TEXT SECTION:
---------------

Oh, the URMANITY!

You know that word-nerd friend of yours who relishes correcting everyone’s typos and grammatical slip-ups? Now picture dozens of that type in the same place for four days. Yes, that’s the basic scenario of the annual meeting (from which I just returned) of URMA, the University Research Magazine Association, a professional organization for those who write, edit, design, and publish magazines about academic, non-profit, or institute research. If you’re an URMAn (a member of URMA and the wider URMAnity, naturally) the chance to get together with our own kind— pencils sharpened, iPads charged and glowing, and Twitter accounts chirping—is exactly the kind of geeky career development experience we look forward to all year.

It doesn’t hurt when the annual conference (hosted at a different member institution each year; Penn State took a turn in ’08) gives you the chance to experience Chicago and Evanston as well. URMA 2012, sponsored by Fermilab and Northwestern University from June 4th through the 8th, kicked off with a Chicago Architecture Foundation river tour.

It was a great way to mingle with colleagues and take inspiration from the skyline of Chicago, birthplace of the skyscraper and home to signature buildings by virtually every major architect.

After the boat tour, we had time to walk around a bit downtown, aka The Loop. A highlight for a bunch of writers? I’ll let this photo show you.

Rachel Coker of Binghamton University, on left, and I point out the Chicago Tribune building.

On the second day, we put our foam fingers away and it was down to business. The next few days were filled with lectures on the lush Northwestern campus.

Some of the talks were given by our own members and some by Northwestern’s Medill School of Journalism, and were on such topics as audience research, social media, and publishing on mobile devices. We also took several interesting tours on campus. At the Charles Deering McCormick Library of Special Collections we learned about their digital archives, special collections, and preservation capabilities. We also experienced the new analytical facility in the Department of Earth and Planetary Sciences. Need proof? Well, here’s a bunch of URMAns in anti-static “bunny suits” inside the Radiogenic Isotope Laboratory’s state-of-the-art  cleanroom, including yours truly on the far left.

---------------

PROVIDED INFORMATION:
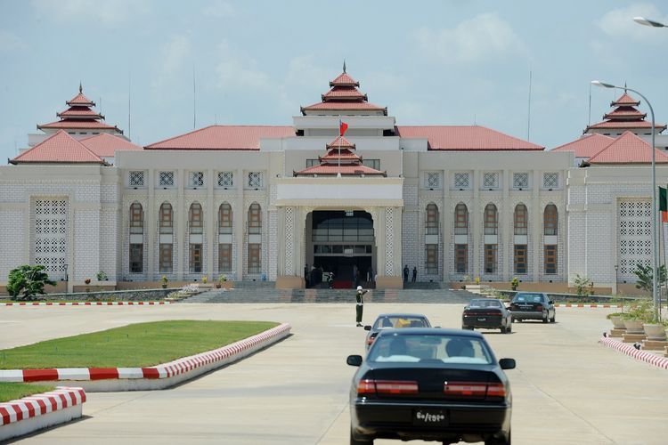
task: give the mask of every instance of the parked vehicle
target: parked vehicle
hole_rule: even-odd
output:
[[[501,329],[501,334],[512,332],[512,314],[501,300],[475,298],[461,313],[461,328]]]
[[[350,389],[350,443],[375,439],[510,443],[512,395],[485,337],[460,329],[385,329]]]
[[[510,301],[509,309],[513,321],[542,320],[543,323],[554,323],[557,318],[554,302],[542,292],[517,292]]]
[[[373,344],[379,332],[391,328],[431,328],[431,323],[421,313],[381,313],[372,326],[364,327],[364,330],[369,331],[366,335],[366,349]]]

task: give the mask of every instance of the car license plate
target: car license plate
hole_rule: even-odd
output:
[[[448,417],[443,409],[416,409],[413,425],[444,426],[448,425]]]

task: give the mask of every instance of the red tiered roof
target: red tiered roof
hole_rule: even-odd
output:
[[[387,115],[387,108],[367,101],[367,95],[357,89],[360,83],[346,72],[346,65],[343,73],[330,81],[330,86],[331,89],[322,94],[322,101],[302,107],[302,114],[305,116],[306,111],[328,110],[344,114],[348,111],[382,111],[385,116]]]
[[[668,155],[654,149],[657,164],[668,164]],[[592,156],[587,164],[651,164],[651,146],[631,132],[624,132]]]
[[[292,126],[210,125],[147,145],[145,150],[258,150],[262,138],[295,135]]]
[[[104,160],[66,132],[60,130],[17,156],[11,164],[104,164]]]
[[[448,151],[542,150],[544,147],[480,125],[395,127],[402,138],[427,139],[428,150]]]
[[[345,137],[338,136],[327,144],[327,154],[318,157],[319,166],[314,166],[298,172],[293,172],[295,176],[338,175],[343,176],[387,176],[385,172],[376,170],[362,164],[362,157],[351,150],[354,144],[350,143]]]

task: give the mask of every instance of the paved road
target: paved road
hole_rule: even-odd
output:
[[[434,324],[458,327],[461,307],[367,304],[364,318],[422,312]],[[665,443],[668,374],[597,344],[609,328],[607,312],[562,309],[556,324],[525,322],[515,324],[512,335],[486,334],[499,357],[518,363],[508,371],[516,445]],[[169,319],[288,321],[293,336],[170,390],[90,393],[84,419],[20,442],[347,443],[354,368],[345,358],[363,352],[365,333],[354,327],[353,304],[7,307],[0,310],[0,348]]]

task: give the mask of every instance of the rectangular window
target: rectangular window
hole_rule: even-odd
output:
[[[218,187],[234,187],[234,172],[218,172]]]
[[[143,172],[130,172],[130,187],[143,187]]]
[[[528,189],[529,188],[529,174],[528,173],[514,173],[513,174],[513,189]]]
[[[542,188],[543,189],[558,189],[558,187],[559,187],[559,174],[558,173],[542,174]]]
[[[190,272],[201,273],[202,271],[202,245],[191,244],[190,248]]]
[[[437,244],[428,244],[425,246],[425,273],[427,275],[438,275]]]
[[[262,173],[248,172],[248,189],[262,189]]]
[[[130,273],[143,272],[143,244],[130,245]]]
[[[468,271],[468,245],[454,245],[454,271],[457,273]]]
[[[483,188],[484,189],[498,189],[499,188],[499,174],[498,173],[485,173],[483,174]]]
[[[557,246],[545,246],[545,274],[557,273]]]
[[[204,172],[191,172],[191,187],[204,187]]]
[[[427,172],[425,174],[425,189],[438,189],[441,183],[441,174],[438,172]]]
[[[171,244],[161,244],[160,245],[160,272],[172,272],[172,245]]]
[[[518,275],[526,274],[526,245],[515,245],[515,273]]]
[[[471,176],[468,173],[456,173],[454,174],[454,188],[455,189],[468,189],[471,184]]]
[[[496,253],[498,245],[485,245],[485,273],[496,273]]]
[[[260,273],[260,244],[248,244],[248,273]]]
[[[174,172],[160,172],[158,174],[158,184],[160,187],[174,187]]]
[[[218,271],[232,271],[232,244],[218,245]]]

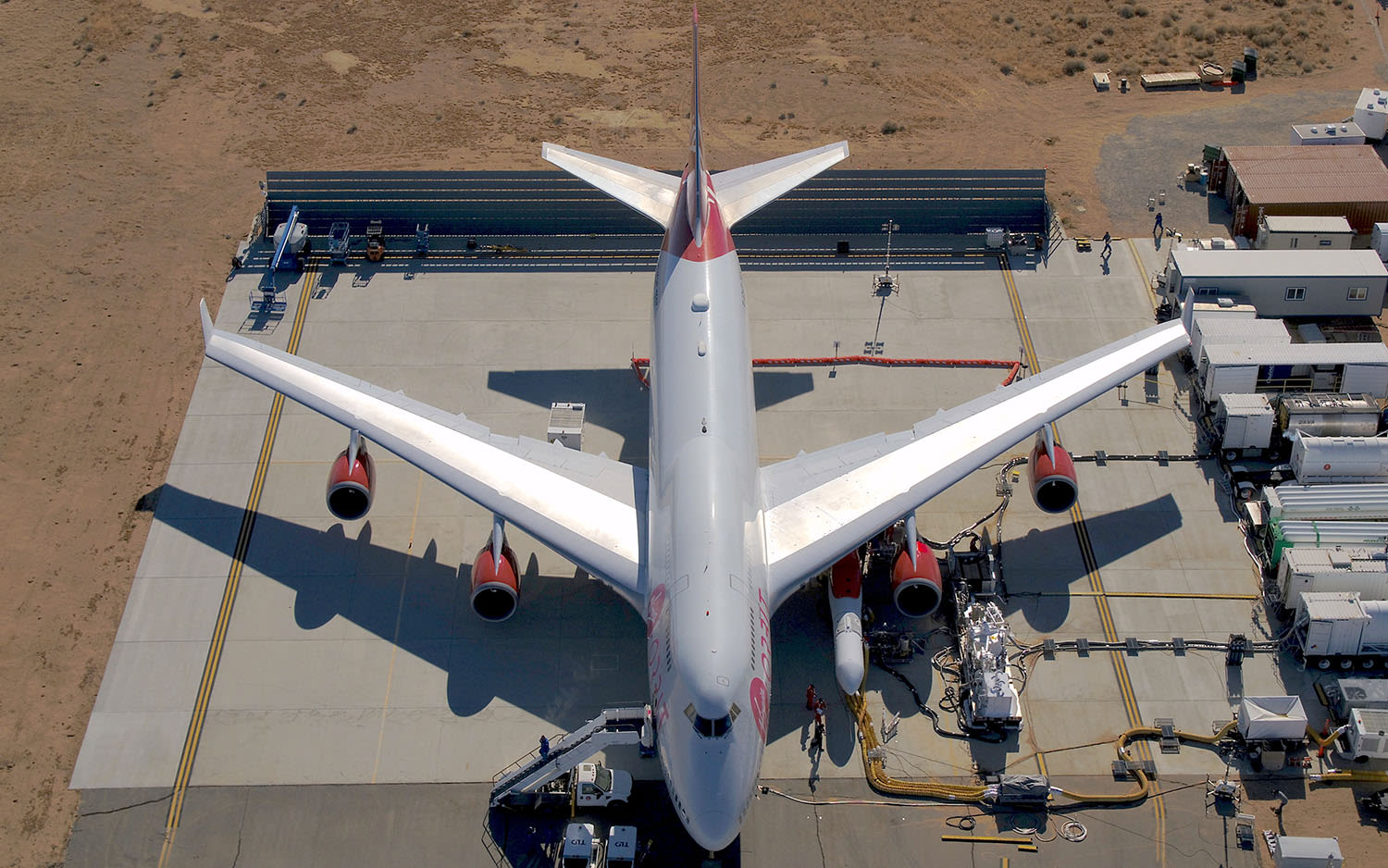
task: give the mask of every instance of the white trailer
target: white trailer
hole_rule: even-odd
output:
[[[1355,762],[1388,760],[1388,711],[1355,708],[1349,712],[1349,756]]]
[[[1388,481],[1388,437],[1292,437],[1292,474],[1302,485]]]
[[[1364,603],[1355,592],[1305,593],[1292,642],[1307,667],[1382,665],[1388,656],[1388,600]]]
[[[1388,599],[1388,553],[1382,549],[1288,549],[1277,565],[1283,607],[1299,610],[1302,594],[1357,592],[1360,600]]]
[[[1266,394],[1221,394],[1214,406],[1220,449],[1233,461],[1239,453],[1264,451],[1273,443],[1273,404]]]
[[[1167,303],[1252,304],[1259,317],[1371,317],[1382,310],[1388,269],[1373,250],[1171,251],[1163,281]]]

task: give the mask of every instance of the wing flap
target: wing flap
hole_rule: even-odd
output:
[[[207,357],[400,456],[604,579],[640,608],[645,472],[530,437],[504,437],[316,362],[212,328]]]
[[[1183,322],[1158,325],[937,412],[911,432],[876,435],[763,468],[772,606],[1042,425],[1188,343]]]

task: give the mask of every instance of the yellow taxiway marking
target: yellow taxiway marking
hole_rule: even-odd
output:
[[[291,356],[298,351],[298,339],[304,333],[304,318],[308,314],[308,300],[315,278],[316,269],[310,265],[304,272],[304,287],[298,294],[294,328],[289,335],[287,351]],[[222,647],[226,644],[226,628],[232,621],[236,589],[242,581],[242,569],[246,567],[246,553],[251,544],[251,531],[255,529],[261,492],[265,487],[265,472],[269,469],[269,454],[275,447],[275,432],[279,429],[279,418],[283,410],[285,396],[275,393],[275,400],[271,401],[269,419],[265,422],[265,437],[261,440],[260,457],[255,460],[251,492],[246,499],[246,510],[242,512],[242,528],[236,536],[236,547],[232,550],[232,567],[226,574],[222,604],[217,612],[217,626],[212,629],[212,640],[207,649],[207,661],[203,664],[203,679],[197,686],[193,717],[187,724],[187,735],[183,737],[183,753],[179,756],[178,772],[174,776],[174,796],[169,800],[168,819],[164,824],[164,846],[160,849],[160,868],[164,868],[164,864],[168,861],[169,849],[174,846],[174,836],[178,833],[179,818],[183,814],[183,799],[187,794],[187,782],[193,774],[193,760],[197,757],[197,744],[203,736],[203,724],[207,721],[207,706],[212,699],[212,682],[217,681],[217,668],[222,660]]]

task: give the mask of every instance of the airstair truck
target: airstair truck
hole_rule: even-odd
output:
[[[600,750],[637,744],[654,751],[651,707],[605,708],[579,729],[554,739],[550,750],[533,750],[491,781],[491,807],[605,807],[632,797],[632,775],[601,762],[587,762]],[[547,744],[548,747],[548,744]]]

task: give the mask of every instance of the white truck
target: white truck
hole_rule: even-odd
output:
[[[562,868],[598,868],[602,864],[602,839],[590,822],[570,822],[564,831]]]
[[[1307,667],[1381,667],[1388,660],[1388,600],[1366,603],[1357,592],[1303,593],[1291,642]]]

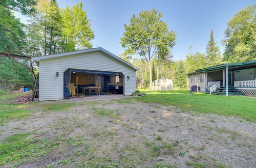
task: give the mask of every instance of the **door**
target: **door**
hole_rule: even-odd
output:
[[[95,87],[99,88],[101,87],[101,76],[95,76]]]
[[[232,86],[232,72],[228,72],[228,86]]]
[[[70,69],[63,73],[63,93],[64,99],[70,99]]]

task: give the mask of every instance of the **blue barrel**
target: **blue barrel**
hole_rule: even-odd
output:
[[[24,87],[24,92],[28,92],[29,90],[29,87]]]

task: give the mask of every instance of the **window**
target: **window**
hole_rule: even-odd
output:
[[[199,83],[203,82],[203,74],[199,75]]]
[[[119,76],[117,75],[116,76],[116,83],[119,83]]]

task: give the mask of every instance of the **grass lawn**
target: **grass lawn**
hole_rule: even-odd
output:
[[[199,113],[235,116],[256,121],[256,98],[190,93],[187,90],[146,92],[145,97],[136,98],[151,103],[177,106]]]
[[[255,123],[241,118],[255,121],[256,99],[147,93],[44,104],[0,96],[0,167],[253,166]]]

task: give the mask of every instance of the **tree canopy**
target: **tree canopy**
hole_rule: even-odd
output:
[[[148,63],[150,88],[152,86],[153,59],[156,55],[165,57],[175,45],[176,35],[169,31],[166,22],[162,21],[162,14],[155,9],[145,10],[138,16],[133,15],[130,24],[124,24],[125,32],[121,38],[121,44],[125,48],[125,55],[136,53]]]
[[[223,61],[243,62],[256,59],[256,5],[236,13],[225,32]]]
[[[221,51],[219,47],[216,46],[217,43],[214,40],[214,32],[211,30],[210,40],[206,47],[205,59],[207,67],[220,65],[222,63]]]

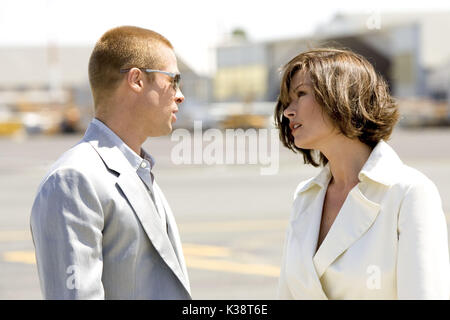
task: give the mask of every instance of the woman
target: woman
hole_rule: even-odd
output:
[[[447,227],[433,182],[385,142],[398,119],[385,81],[351,51],[284,67],[283,144],[323,166],[294,195],[280,299],[448,299]]]

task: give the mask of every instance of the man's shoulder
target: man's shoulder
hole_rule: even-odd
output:
[[[49,168],[43,182],[49,177],[61,175],[64,172],[93,176],[103,166],[101,158],[87,141],[80,141],[64,152]]]

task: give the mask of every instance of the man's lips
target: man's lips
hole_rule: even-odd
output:
[[[178,112],[178,110],[172,111],[172,122],[177,121],[177,116],[175,115],[175,113],[177,113],[177,112]]]
[[[289,124],[289,128],[291,129],[291,132],[294,132],[295,130],[297,130],[298,128],[301,128],[302,125],[298,122],[291,122]]]

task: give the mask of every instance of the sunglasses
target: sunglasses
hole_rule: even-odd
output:
[[[127,73],[131,69],[132,68],[120,69],[120,73]],[[173,72],[162,71],[162,70],[146,69],[146,68],[138,68],[138,69],[141,71],[147,72],[147,73],[157,72],[157,73],[162,73],[162,74],[168,75],[169,77],[172,78],[172,87],[175,89],[175,91],[178,91],[178,89],[180,88],[181,74],[179,74],[179,73],[173,73]]]

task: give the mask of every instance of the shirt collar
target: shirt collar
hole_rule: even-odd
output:
[[[103,122],[94,118],[92,120],[92,125],[96,126],[102,133],[104,133],[109,140],[117,147],[128,160],[130,165],[137,171],[141,168],[143,163],[148,162],[150,165],[150,170],[155,165],[154,158],[148,154],[144,149],[141,149],[142,157],[134,152],[125,142],[123,142],[120,137],[114,133],[110,128],[108,128]],[[146,163],[147,164],[147,163]],[[144,165],[145,166],[145,165]]]
[[[396,172],[402,161],[395,151],[384,141],[380,140],[370,153],[369,158],[358,174],[359,181],[373,181],[390,186],[395,183]],[[326,164],[317,176],[309,180],[297,193],[302,193],[317,185],[324,188],[331,179],[329,164]]]

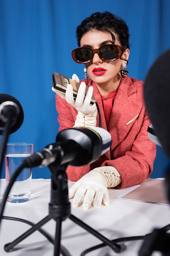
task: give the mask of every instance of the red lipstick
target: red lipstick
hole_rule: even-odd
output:
[[[95,68],[92,70],[93,73],[96,76],[103,75],[105,73],[106,73],[106,70],[104,68],[100,67]]]

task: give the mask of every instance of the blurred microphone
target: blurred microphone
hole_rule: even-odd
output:
[[[159,140],[156,135],[155,131],[152,124],[148,126],[147,131],[148,132],[148,137],[151,140],[152,140],[153,142],[154,142],[157,145],[162,147],[162,146],[159,141]]]
[[[0,134],[4,129],[5,123],[10,116],[11,125],[9,134],[13,133],[21,126],[23,120],[23,112],[19,102],[8,94],[0,94]]]
[[[150,119],[164,149],[170,158],[170,50],[154,63],[145,80],[144,99]]]
[[[93,163],[108,150],[112,144],[111,135],[99,127],[76,127],[60,132],[56,142],[25,158],[29,167],[60,165],[82,166]]]

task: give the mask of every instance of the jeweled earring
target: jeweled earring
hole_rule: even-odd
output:
[[[125,59],[124,59],[125,60]],[[120,72],[122,78],[124,78],[125,77],[127,77],[129,73],[129,71],[124,70],[128,64],[128,60],[125,60],[127,61],[126,63],[125,62],[123,62],[123,63],[122,64],[122,66],[121,66],[121,68],[120,70]]]
[[[86,68],[84,68],[84,72],[85,72],[85,74],[84,74],[84,77],[85,78],[85,80],[86,80],[86,81],[87,81],[88,77],[87,76],[87,69],[86,69]]]

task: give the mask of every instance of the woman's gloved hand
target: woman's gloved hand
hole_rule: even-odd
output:
[[[75,74],[72,76],[72,79],[77,82],[79,82],[79,78]],[[67,102],[70,104],[78,110],[76,120],[74,127],[85,126],[91,127],[95,126],[96,125],[96,117],[97,110],[95,103],[92,106],[90,105],[92,96],[93,87],[89,87],[86,97],[84,99],[85,90],[86,85],[85,83],[81,83],[79,89],[75,100],[73,97],[73,90],[71,84],[68,84],[65,94],[61,92],[56,93],[62,98],[66,99]],[[54,91],[53,87],[52,90]]]
[[[102,203],[108,205],[109,200],[107,187],[113,187],[122,182],[119,174],[113,166],[95,168],[78,180],[69,190],[69,199],[73,197],[73,206],[77,207],[86,194],[83,207],[89,209],[93,201],[94,207],[98,209]]]
[[[79,79],[77,76],[77,75],[75,75],[75,74],[73,74],[73,75],[72,76],[72,79],[73,80],[74,80],[75,81],[76,81],[76,82],[78,82],[79,83],[80,82]],[[53,87],[52,87],[52,91],[53,91],[54,92],[55,92],[57,94],[59,95],[61,98],[62,98],[63,99],[66,99],[65,93],[64,93],[62,92],[60,92],[59,91],[58,91],[57,92],[56,92],[54,90]]]

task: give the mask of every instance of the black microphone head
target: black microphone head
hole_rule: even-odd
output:
[[[144,96],[156,135],[170,158],[170,50],[152,65],[147,76]]]
[[[80,146],[79,153],[69,163],[70,165],[82,166],[93,163],[109,149],[112,144],[111,134],[99,127],[92,129],[74,127],[60,132],[56,142],[73,140]]]
[[[22,108],[19,102],[15,98],[8,94],[0,94],[0,106],[5,102],[11,102],[16,104],[19,108],[18,115],[16,120],[13,122],[10,130],[9,134],[13,133],[18,130],[21,125],[23,122],[24,114]],[[4,130],[5,122],[0,118],[0,135],[2,135]]]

---------------

DIRECTIONS FOR THIS TASK:
According to the conference text, which two institutions sponsored URMA 2012? The lines above were drawn from a different source than the text.

THE OUTPUT:
Fermilab and Northwestern University.